Monday, January 2, 2012

Web Search Volumes and the Iowa Caucus

For the last couple of years, I have been musing about the meaning of web searches as an indicator of affective attachment to individual politicians and causes. My first cut at the problem was the belief that web searches are indicative of support. (In fact, Sylvia Manzano and I have an article forthcoming in Political Communication that argues as much.)

Taking that at face value for the moment, this figure shows the weekly Google Insights index scores, based on web searches originating in Iowa during 2011, for the five front-running candidates for the Republican presidential nomination.
In these data, Ron Raul has developed a commanding lead. For the last week of 2011, the candidates' Insights scores are:

Ron Paul---100
Mitt Romney---30
Rick Perry---23
Rick Santorum---22
Newt Gingrich---21

Since the Insights scores are proportional, we can translate them into fractions of overall "support." Assuming that the other candidates in the Iowa race will get about 10% of the Caucus vote between them and that Google Insights scores are directly comparable to levels of electoral support (which seems like a crazy assumption to make, but I am rolling with it for now), these data indicate vote percentages of:

Ron Paul---45%
Mitt Romney---14%
Rick Perry---11%
Rick Santorum---10%
Newt Gingrich---10%

Transforming the Google Insights scores' transformation into percentages of support draws some sharp contrasts with conventional polling of "likely" Caucus goers. Public Policy Polling of North Carolina, which seems to have the freshest poll heading into tomorrow night's Iowa Caucus, reports:
The Republican caucus in Iowa is headed for a photo finish, with the three leading contenders all within two points of each other. Ron Paul is at 20%, Mitt Romney at 19%, and Rick Santorum at 18%. Rounding out the field are Newt Gingrich at 14%, Rick Perry at 10%, Michele Bachmann at 8%, Jon Huntsman at 4%, and Buddy Roemer at 2%.

## Data
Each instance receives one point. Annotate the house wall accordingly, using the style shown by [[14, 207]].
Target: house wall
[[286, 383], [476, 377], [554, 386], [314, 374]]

## Problem to solve
Do these three statements agree with the post on web searches and the Iowa Caucus? Answer yes or no for each and quote the deciding words from the post. (a) For the last week of 2011, Mitt Romney's Insights score was 30. (b) The Public Policy Polling report puts Rick Santorum ahead of Mitt Romney. (c) The author assumes the other candidates in the Iowa race will get about 10% of the Caucus vote between them.

## Problem solution
(a) Yes: "Mitt Romney---30"
(b) No: "Mitt Romney at 19%, and Rick Santorum at 18%"
(c) Yes: "Assuming that the other candidates in the Iowa race will get about 10% of the Caucus vote between them"